### [Problems and tasks]
[1] From the article on the Sylvania and Austube sale, reproduce everything from "The success of the transaction" down to "country’s lighting industry.".
[2] In the article on the Sylvania and Austube sale, recast the paragraph that begins "KWM partners Matthew Coull" as a short list that keeps its main facts.

### [Text provided]
== Segment start ==

The success of the transaction “demonstrates our ability to think creatively about continuing to execute and complete deals in periods of economic and financial uncertainty,” the firm says
The sale of two big lighting brands by one of Australia’s top lighting companies has pushed through with the help of King & Wood Mallesons (KWM).
The firm assisted Gerard Lighting Group (GLG) as it relinquished its Sylvania and Austube brands to Belgian multinational company Schréder Group. These brands are considered the leading providers of lighting products to large-scale construction and infrastructure projects in Australia.
The deal was completed in April, and as a result of the sale, Schréder will have a strong presence in the country’s lighting industry.
Investec and Bain Capital Credit, the majority owners of GLG, said in a GLG media release that “the strong strategic and cultural alignment between Schréder and Sylvania/Austube presented a compelling opportunity to realise strong value from one of GLG’s key operating businesses.”
GLG continues to own the Pierlite brand, which focuses on industrial and commercial lighting systems.
KWM partners Matthew Coull and Mark McNamara led the KWM team working on the transaction. They were supported by senior associates Mark Vanderneut and Melissa Miller and solicitors Emma Warner and Jason Chow.
“The acquisition of the Sylvania and Austube brands by Schréder aligns to the strategic objectives of both GLG and Schréder, and the successful closing of the deal in the current environment owed a great deal to the on-going co-operation between all parties involved,” Coull said.
The success of the deal highlights KWM’s ability to provide advice on complicated transactions even with the COVID-19 pandemic looming.
“The successful closing of the Gerard Lighting divestment, in addition to the recently announced acquisition of the Ravenswood Gold Mine by EMR Capital, demonstrates our ability to think creatively about continuing to execute and complete deals in periods of economic and financial uncertainty,” McNamara said.

== Segment end ==

### [Source information]
== Segment start ==

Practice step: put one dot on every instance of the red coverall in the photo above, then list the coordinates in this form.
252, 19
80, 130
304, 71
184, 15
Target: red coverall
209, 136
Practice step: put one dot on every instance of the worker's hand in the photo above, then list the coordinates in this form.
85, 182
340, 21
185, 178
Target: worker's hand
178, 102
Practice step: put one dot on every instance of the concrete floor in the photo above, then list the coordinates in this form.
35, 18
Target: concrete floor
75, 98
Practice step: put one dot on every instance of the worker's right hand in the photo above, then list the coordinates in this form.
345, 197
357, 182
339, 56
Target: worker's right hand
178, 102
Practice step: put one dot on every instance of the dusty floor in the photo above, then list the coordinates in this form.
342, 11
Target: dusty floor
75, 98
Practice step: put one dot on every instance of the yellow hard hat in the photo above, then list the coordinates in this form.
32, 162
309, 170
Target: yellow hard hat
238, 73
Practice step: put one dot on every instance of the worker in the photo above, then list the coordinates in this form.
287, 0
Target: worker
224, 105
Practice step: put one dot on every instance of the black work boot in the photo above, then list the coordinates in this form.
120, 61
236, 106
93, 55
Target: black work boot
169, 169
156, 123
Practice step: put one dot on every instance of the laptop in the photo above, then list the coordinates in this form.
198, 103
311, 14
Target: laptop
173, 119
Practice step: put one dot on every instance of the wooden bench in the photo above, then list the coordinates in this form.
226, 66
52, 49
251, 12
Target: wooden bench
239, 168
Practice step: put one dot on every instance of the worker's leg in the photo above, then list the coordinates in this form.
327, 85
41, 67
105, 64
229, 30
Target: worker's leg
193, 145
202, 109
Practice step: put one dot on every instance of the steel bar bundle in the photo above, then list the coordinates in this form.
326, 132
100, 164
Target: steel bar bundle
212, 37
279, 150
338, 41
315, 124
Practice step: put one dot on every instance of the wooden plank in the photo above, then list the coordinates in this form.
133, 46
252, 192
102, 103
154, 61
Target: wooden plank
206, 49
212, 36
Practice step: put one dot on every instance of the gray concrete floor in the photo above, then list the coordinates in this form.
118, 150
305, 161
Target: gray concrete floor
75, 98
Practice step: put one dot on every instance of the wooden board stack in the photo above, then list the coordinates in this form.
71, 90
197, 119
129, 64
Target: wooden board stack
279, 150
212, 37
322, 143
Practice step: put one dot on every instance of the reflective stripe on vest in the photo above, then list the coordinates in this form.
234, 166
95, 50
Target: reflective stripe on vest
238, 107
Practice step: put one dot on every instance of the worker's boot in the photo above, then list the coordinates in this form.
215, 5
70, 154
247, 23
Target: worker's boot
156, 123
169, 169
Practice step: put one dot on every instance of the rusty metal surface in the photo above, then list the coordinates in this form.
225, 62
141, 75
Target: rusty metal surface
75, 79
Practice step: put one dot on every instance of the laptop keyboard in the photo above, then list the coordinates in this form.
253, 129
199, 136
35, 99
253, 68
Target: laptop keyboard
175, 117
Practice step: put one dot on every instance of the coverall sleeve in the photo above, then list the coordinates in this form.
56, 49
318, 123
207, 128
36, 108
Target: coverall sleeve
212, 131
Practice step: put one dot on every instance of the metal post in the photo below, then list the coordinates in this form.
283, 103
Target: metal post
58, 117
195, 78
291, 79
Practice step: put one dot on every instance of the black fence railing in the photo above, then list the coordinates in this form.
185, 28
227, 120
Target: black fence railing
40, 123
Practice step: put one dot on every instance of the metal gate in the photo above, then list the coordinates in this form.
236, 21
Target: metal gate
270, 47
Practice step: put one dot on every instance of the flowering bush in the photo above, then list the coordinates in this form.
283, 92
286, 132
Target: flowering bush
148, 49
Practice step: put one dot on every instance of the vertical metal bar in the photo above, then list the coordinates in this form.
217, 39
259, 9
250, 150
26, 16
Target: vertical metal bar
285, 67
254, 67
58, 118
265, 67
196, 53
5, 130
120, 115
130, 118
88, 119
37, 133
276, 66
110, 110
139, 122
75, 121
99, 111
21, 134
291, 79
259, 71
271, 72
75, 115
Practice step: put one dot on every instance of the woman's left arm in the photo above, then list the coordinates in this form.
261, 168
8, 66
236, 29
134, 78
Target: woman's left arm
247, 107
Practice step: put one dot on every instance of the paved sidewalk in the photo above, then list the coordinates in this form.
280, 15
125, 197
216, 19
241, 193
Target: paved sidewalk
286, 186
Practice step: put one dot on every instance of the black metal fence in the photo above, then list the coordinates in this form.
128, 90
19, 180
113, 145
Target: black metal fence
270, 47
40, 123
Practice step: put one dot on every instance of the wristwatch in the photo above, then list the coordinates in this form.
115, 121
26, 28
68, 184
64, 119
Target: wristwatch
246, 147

== Segment end ==

### [Responses in order]
[1]
The success of the transaction “demonstrates our ability to think creatively about continuing to execute and complete deals in periods of economic and financial uncertainty,” the firm says
The sale of two big lighting brands by one of Australia’s top lighting companies has pushed through with the help of King & Wood Mallesons (KWM).
The firm assisted Gerard Lighting Group (GLG) as it relinquished its Sylvania and Austube brands to Belgian multinational company Schréder Group. These brands are considered the leading providers of lighting products to large-scale construction and infrastructure projects in Australia.
The deal was completed in April, and as a result of the sale, Schréder will have a strong presence in the country’s lighting industry.

[2]
KWM team on the transaction:
- Led by partners Matthew Coull and Mark McNamara
- Supported by senior associates Mark Vanderneut and Melissa Miller
- Supported by solicitors Emma Warner and Jason Chow